Dutch lieutenant-general and aide-de-camp

Antonie Frederik Jan Floris Jacob Baron van Omphal, MWO (2 May 1788 – 8 July 1863) was a Dutch lieutenant-general and extraordinary aide-de-camp to William III of the Netherlands. He was awarded a knighthood in the Military William Order among other honours.

== Family background ==
Antonie Frederik Jan Floris Jacob van Omphal was born on 2 May 1788 in Tiel in the Dutch Republic. He was a son of Diederik van Omphal, lord of IJzendoorn (1752–1813), and his second wife Wilhelmina Anna Cornelia de Pagniet (1765–1806). His father and grandfather had been officers in the service of the Dutch States Army, the forces of the Staten-Generaal. His ancestor Jacob von Omphal (1500–1557) was ennobled by the Holy Roman Emperor Ferdinand I. Van Omphal himself was made a baron in 1834; he died, unmarried, in 1863, and his line came to an end.

==Military career==
Van Omphal began his active service during the Kingdom of Holland. Part of the Dutch expeditionary force to Spain, he participated in the Battle of Ciudad Real. In 1810, the kingdom was annexed by the First French Empire and the Dutch forces were incorporated in the French army. As a result, in 1812 Van Omphal took part in the French invasion of Russia; he was one of the few Dutch survivors. He was noted for his courage during the Battle of Leipzig (16–18 October 1813); at the time he was a first lieutenant for the second regiment of lancers of the Imperial Guard of Napoleon I.

### EXERCISE TASK 1
Answer these questions from the Van Omphal biography:
(a) In which town was Van Omphal born?
(b) In what year was he made a baron?
(c) What rank did he hold at the Battle of Leipzig?
### EXERCISE TASK 2
Please reproduce the passage of the Van Omphal biography starting with "Antonie Frederik Jan Floris Jacob Baron" and going on through "among other honours.".

### EXTRACTED DATA
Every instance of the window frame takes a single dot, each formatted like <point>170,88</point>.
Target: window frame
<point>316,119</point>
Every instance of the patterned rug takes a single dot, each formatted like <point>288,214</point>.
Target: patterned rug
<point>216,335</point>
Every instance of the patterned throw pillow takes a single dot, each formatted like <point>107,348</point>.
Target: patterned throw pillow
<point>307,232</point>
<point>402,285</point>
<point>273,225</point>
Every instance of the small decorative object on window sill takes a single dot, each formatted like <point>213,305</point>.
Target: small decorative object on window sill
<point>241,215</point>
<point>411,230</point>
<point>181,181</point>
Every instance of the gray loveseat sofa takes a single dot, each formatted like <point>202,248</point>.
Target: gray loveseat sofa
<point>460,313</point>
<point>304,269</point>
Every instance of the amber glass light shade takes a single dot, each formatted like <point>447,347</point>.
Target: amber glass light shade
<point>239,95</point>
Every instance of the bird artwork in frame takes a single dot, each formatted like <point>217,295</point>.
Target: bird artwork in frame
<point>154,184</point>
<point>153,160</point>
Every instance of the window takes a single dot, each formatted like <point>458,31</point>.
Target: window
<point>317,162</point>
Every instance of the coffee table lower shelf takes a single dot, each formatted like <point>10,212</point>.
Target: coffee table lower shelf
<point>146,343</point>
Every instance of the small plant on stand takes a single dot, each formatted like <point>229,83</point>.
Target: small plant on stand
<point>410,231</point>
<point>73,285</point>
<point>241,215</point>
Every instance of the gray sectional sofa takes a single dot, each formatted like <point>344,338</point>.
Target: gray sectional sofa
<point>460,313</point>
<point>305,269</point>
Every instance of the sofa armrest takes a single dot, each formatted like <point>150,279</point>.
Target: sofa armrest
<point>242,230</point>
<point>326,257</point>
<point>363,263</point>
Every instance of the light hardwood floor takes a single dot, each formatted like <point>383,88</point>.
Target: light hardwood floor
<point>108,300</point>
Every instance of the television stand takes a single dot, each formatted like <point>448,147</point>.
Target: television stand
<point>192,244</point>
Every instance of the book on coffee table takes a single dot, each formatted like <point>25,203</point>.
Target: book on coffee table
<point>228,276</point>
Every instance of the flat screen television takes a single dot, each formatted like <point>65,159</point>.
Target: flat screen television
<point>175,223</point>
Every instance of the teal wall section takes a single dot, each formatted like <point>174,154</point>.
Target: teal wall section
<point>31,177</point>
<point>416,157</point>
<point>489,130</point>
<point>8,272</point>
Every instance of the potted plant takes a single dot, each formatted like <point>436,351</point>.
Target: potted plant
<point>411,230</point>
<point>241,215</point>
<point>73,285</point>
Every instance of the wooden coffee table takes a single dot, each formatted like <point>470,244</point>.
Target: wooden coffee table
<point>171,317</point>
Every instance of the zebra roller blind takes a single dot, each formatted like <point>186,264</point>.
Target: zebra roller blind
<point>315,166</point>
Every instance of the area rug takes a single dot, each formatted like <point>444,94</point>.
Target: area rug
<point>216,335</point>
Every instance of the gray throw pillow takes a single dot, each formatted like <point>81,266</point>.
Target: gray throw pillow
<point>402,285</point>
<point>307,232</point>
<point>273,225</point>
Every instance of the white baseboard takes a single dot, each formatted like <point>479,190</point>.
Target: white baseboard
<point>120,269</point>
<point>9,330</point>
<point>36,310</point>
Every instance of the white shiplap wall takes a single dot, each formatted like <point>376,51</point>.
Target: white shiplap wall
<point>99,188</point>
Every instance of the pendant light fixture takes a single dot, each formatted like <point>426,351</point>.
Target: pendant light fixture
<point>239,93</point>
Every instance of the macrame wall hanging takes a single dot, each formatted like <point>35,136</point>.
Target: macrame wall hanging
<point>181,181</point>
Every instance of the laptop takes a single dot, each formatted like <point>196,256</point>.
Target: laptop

### TASK SOLUTION 1
(a) Tiel
(b) 1834
(c) First lieutenant

### TASK SOLUTION 2
Antonie Frederik Jan Floris Jacob Baron van Omphal, MWO (2 May 1788 – 8 July 1863) was a Dutch lieutenant-general and extraordinary aide-de-camp to William III of the Netherlands. He was awarded a knighthood in the Military William Order among other honours.